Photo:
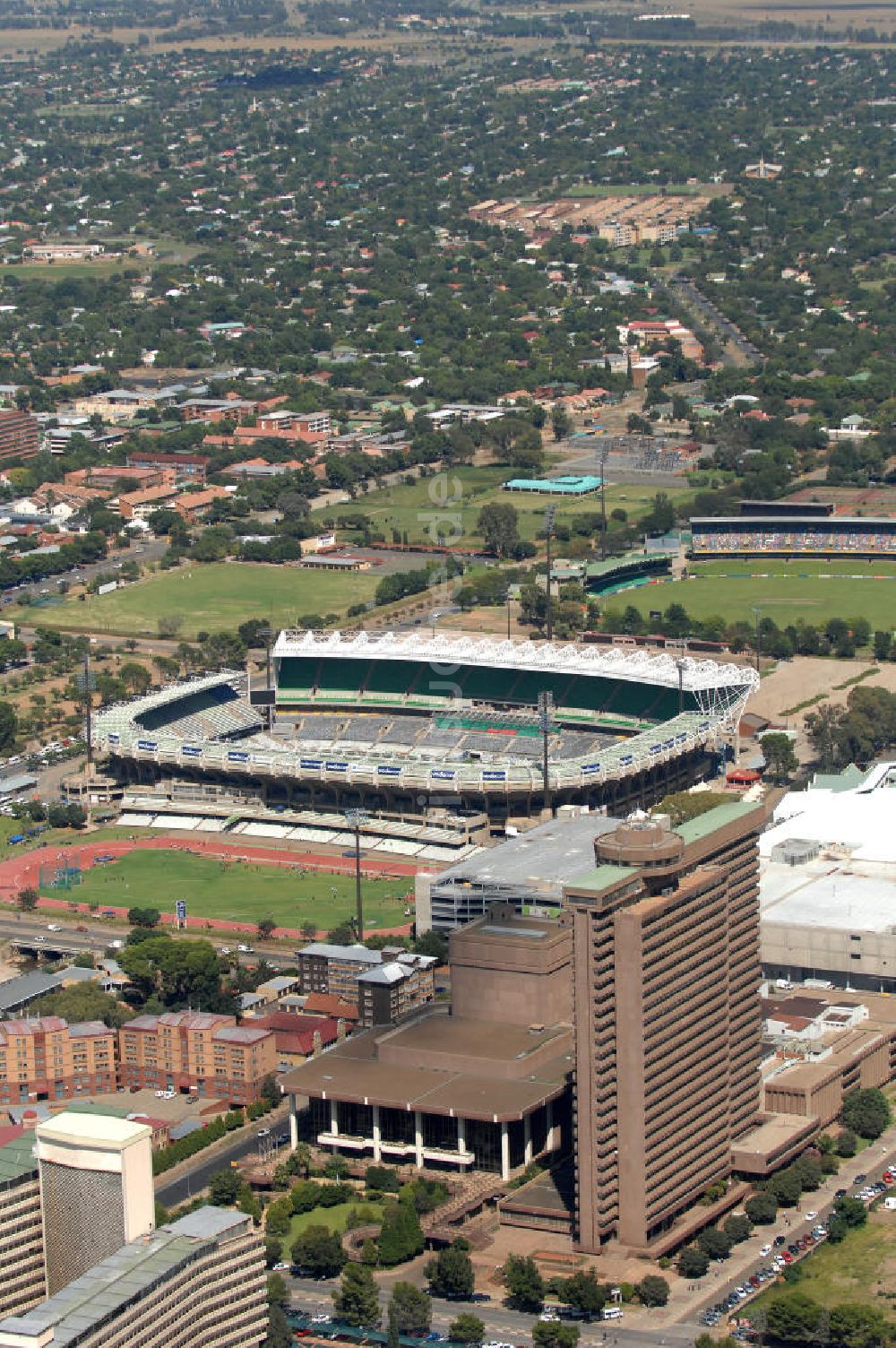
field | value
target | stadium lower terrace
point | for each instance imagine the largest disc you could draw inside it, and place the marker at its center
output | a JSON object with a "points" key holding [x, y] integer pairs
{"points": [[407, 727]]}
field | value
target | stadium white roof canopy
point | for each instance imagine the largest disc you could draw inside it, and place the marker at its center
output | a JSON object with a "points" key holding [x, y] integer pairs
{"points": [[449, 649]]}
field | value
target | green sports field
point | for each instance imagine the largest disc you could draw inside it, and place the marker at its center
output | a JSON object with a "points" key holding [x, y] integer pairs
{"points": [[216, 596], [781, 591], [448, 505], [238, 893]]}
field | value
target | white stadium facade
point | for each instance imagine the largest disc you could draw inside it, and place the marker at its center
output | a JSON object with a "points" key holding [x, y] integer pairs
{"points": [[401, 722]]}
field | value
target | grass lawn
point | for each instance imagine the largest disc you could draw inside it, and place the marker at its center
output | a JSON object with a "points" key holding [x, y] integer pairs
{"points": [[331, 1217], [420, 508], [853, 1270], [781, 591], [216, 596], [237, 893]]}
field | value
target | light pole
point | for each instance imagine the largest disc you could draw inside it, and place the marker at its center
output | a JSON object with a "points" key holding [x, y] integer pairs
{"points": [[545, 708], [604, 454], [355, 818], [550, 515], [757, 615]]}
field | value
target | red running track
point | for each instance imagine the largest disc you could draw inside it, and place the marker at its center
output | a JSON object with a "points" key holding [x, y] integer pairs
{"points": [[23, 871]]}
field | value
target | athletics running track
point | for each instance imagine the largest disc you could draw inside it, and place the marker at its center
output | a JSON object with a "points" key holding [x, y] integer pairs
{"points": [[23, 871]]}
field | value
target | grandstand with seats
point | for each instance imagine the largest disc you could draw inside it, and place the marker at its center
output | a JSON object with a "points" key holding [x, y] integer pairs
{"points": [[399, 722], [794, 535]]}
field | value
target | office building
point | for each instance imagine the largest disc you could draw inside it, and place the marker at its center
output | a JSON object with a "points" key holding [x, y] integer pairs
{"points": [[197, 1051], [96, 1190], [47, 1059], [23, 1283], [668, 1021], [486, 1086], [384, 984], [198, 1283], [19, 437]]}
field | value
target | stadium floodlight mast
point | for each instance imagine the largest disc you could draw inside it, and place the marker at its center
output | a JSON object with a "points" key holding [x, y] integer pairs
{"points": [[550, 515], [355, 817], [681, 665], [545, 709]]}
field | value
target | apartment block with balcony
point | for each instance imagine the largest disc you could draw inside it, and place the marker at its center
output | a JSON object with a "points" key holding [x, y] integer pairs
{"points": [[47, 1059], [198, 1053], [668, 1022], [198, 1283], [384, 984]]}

::::::::

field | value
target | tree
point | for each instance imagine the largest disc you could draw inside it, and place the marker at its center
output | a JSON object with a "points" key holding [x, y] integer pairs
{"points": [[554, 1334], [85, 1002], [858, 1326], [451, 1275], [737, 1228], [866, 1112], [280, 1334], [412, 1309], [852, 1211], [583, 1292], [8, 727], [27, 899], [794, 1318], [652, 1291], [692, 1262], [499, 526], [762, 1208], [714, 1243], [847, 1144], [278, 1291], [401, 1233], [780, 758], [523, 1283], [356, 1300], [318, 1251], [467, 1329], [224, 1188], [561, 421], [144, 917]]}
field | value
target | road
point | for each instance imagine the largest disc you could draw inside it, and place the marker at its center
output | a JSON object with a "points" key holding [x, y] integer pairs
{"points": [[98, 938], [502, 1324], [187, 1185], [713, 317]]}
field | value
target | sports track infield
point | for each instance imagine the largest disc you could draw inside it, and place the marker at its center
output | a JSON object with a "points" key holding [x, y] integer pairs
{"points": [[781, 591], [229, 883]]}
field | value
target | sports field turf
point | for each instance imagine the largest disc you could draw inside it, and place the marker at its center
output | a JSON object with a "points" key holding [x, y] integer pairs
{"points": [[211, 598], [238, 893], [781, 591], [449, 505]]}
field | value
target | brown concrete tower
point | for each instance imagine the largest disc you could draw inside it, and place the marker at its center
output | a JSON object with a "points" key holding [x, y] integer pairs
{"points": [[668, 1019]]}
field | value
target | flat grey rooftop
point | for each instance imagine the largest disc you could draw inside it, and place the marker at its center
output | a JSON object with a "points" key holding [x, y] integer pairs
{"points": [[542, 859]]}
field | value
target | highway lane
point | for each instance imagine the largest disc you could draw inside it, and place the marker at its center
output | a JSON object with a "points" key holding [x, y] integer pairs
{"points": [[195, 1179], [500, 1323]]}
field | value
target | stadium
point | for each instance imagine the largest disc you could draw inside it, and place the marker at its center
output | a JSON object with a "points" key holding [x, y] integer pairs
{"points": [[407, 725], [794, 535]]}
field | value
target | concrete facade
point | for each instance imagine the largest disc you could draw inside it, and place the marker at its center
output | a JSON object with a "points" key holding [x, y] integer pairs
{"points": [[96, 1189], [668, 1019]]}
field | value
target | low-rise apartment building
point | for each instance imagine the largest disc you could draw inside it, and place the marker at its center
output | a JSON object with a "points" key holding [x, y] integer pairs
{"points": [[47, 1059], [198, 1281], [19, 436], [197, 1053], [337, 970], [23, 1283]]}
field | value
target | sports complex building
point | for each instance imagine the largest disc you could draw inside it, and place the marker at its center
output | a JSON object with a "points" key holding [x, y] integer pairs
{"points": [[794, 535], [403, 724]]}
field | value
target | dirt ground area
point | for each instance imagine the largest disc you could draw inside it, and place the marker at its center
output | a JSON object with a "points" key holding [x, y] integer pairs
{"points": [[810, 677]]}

::::::::

## Exercise instructions:
Filter the listing above, copying every line that contains the word "running".

## The answer:
target | red running track
target | athletics running track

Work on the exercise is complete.